------ PROVIDED PASSAGE ------

While many open source processors like LEON3^{Footnote 2}, OpenRISC^{Footnote 3}, Amber ARM-compatible core^{Footnote 4} and various RISC-V^{Footnote 5} implementations are available for scalar data processing, the variety for soft-core GPU architectures is more reduced. Al-Dujaili et al. extended the mentioned LEON3 processor by adding parallelization and synchronization features to support the CUDA execution model with their Guppy GPU-like soft-core processor [1]. An other approach is pursued by the FlexGrip project [4] and the MIAOW project [5]. The developed architectures are based on proprietary Nvidia or AMD GPUs and modeled according to available information. Due to ISA compatibility the existing vendor toolchains can be used for code generation.

Al Kadi et al. proposed the FGPU [11] with a MIPS-based ISA, which is extended by further vector-processing instructions to execute OpenCL kernels. It provides hardware support for scheduling work items to multiple computing units conveniently to the SIMT programming model and includes an LLVM-backend. In contrast to this the Nyami [6], or later Nyuzi [7], presented by Jeff Bush et al. uses a more general purpose architecture utilizing wide vector registers with predicated execution vicarious to the Intel Xeon Phi architecture. It also uses its own ISA similar to MIPS-ISA and, besides integer arithmetic, floating point operations are supported as well. Due to the LLVM-backend many languages providing LLVM-frontends can be translated to the processor’s ISA.

------ GIVEN RECORDS ------

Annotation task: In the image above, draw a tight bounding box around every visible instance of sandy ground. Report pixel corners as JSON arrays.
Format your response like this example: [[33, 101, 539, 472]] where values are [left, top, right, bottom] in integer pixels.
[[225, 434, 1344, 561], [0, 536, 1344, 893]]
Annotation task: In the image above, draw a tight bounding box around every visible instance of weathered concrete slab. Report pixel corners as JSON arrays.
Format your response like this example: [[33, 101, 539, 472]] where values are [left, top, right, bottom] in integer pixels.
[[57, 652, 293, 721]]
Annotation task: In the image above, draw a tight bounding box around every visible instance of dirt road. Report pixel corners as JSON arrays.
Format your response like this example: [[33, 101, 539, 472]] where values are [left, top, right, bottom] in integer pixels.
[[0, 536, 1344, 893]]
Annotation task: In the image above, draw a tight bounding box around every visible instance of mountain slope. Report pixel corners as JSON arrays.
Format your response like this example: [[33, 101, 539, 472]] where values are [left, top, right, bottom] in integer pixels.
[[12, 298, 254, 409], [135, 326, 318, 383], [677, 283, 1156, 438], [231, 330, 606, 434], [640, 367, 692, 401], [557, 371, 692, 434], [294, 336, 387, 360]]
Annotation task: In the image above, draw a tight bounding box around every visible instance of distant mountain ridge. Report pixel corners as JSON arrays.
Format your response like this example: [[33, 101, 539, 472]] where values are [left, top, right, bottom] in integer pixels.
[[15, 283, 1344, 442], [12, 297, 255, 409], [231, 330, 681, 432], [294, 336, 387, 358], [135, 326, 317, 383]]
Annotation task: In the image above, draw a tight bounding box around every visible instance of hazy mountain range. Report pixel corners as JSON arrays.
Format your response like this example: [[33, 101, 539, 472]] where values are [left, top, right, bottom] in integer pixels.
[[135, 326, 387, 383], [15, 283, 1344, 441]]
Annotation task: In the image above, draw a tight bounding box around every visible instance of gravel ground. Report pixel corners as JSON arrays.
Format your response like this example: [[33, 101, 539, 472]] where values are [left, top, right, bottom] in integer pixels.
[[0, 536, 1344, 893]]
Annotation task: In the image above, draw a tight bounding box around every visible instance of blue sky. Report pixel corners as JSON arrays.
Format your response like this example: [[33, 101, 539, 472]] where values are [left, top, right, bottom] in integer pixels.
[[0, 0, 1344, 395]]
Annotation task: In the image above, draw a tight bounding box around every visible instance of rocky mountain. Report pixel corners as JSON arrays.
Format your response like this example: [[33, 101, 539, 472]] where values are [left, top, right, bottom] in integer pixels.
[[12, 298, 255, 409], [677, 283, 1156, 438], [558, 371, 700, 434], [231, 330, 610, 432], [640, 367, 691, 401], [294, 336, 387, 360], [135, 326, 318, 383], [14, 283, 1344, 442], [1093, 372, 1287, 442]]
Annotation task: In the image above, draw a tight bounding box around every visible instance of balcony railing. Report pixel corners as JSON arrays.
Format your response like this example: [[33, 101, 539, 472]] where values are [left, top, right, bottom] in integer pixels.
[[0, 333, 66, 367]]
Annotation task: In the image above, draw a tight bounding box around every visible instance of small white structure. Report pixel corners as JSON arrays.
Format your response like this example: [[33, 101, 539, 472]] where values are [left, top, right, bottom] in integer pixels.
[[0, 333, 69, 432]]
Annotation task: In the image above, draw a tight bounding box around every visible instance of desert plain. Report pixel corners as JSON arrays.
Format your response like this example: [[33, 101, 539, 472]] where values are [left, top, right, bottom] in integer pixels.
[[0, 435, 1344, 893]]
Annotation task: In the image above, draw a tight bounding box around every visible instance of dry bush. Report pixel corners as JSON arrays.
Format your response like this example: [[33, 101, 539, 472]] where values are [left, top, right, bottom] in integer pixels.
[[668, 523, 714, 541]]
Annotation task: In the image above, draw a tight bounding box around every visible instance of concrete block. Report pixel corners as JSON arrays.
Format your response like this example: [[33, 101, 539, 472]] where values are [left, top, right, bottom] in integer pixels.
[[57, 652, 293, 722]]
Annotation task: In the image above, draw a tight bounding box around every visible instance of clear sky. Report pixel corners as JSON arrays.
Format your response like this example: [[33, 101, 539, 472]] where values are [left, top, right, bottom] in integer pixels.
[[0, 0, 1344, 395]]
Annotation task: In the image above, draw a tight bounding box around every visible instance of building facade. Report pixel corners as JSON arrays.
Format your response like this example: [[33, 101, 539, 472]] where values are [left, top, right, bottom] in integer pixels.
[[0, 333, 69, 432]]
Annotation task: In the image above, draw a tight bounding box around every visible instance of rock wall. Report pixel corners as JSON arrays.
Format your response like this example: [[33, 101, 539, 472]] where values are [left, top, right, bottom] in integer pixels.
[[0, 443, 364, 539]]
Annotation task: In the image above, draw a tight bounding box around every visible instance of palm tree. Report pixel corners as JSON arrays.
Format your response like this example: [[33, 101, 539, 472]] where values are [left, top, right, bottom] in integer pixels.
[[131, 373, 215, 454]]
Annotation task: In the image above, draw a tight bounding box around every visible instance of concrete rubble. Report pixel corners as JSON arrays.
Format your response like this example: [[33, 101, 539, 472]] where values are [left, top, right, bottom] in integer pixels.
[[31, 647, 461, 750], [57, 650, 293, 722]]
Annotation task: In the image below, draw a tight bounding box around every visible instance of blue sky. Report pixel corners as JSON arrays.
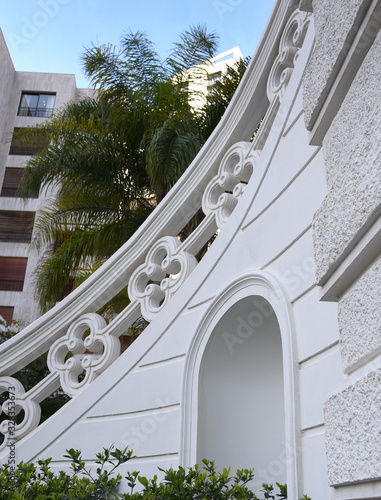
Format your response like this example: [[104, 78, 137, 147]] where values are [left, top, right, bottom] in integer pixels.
[[0, 0, 274, 87]]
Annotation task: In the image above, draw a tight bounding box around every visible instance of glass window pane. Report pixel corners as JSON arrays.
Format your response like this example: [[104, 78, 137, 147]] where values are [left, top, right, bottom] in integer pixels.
[[38, 94, 56, 109]]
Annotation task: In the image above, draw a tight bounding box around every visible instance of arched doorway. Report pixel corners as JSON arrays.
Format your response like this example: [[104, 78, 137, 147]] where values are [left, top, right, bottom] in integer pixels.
[[197, 295, 287, 491]]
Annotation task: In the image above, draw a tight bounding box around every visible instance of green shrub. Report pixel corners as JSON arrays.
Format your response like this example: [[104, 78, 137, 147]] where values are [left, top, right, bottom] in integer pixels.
[[0, 447, 310, 500]]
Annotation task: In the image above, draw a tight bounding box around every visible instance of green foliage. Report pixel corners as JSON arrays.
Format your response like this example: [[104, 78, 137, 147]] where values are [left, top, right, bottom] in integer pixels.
[[0, 321, 69, 432], [20, 26, 246, 312], [0, 447, 311, 500]]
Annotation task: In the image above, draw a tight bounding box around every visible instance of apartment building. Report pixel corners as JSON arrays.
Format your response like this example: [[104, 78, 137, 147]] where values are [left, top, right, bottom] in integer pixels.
[[0, 31, 91, 323], [0, 30, 243, 324]]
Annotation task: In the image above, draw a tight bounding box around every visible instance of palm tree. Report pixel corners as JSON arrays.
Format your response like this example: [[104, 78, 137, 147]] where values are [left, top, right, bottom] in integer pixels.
[[22, 26, 246, 310]]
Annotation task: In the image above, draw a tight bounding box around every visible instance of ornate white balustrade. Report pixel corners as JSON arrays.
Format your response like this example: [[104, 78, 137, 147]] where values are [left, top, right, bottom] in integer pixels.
[[0, 2, 310, 450]]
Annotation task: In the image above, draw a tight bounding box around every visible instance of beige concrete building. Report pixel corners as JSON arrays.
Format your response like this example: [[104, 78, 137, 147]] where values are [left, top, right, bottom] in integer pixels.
[[0, 31, 90, 323]]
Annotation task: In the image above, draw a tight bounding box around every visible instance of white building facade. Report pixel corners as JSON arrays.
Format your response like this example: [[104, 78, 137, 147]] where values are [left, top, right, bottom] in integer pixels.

------

• **WORK TO DO**
• A. In the passage on soft-core GPU architectures, which processor did Al-Dujaili et al. extend to build their Guppy GPU-like soft-core processor?
• B. Reproduce the portion of the soft-core GPU passage between "Al Kadi et al." and "the processor’s ISA.", inclusive.

• **RESPONSE LIST**
• A. The LEON3 processor.

• B.
Al Kadi et al. proposed the FGPU [11] with a MIPS-based ISA, which is extended by further vector-processing instructions to execute OpenCL kernels. It provides hardware support for scheduling work items to multiple computing units conveniently to the SIMT programming model and includes an LLVM-backend. In contrast to this the Nyami [6], or later Nyuzi [7], presented by Jeff Bush et al. uses a more general purpose architecture utilizing wide vector registers with predicated execution vicarious to the Intel Xeon Phi architecture. It also uses its own ISA similar to MIPS-ISA and, besides integer arithmetic, floating point operations are supported as well. Due to the LLVM-backend many languages providing LLVM-frontends can be translated to the processor’s ISA.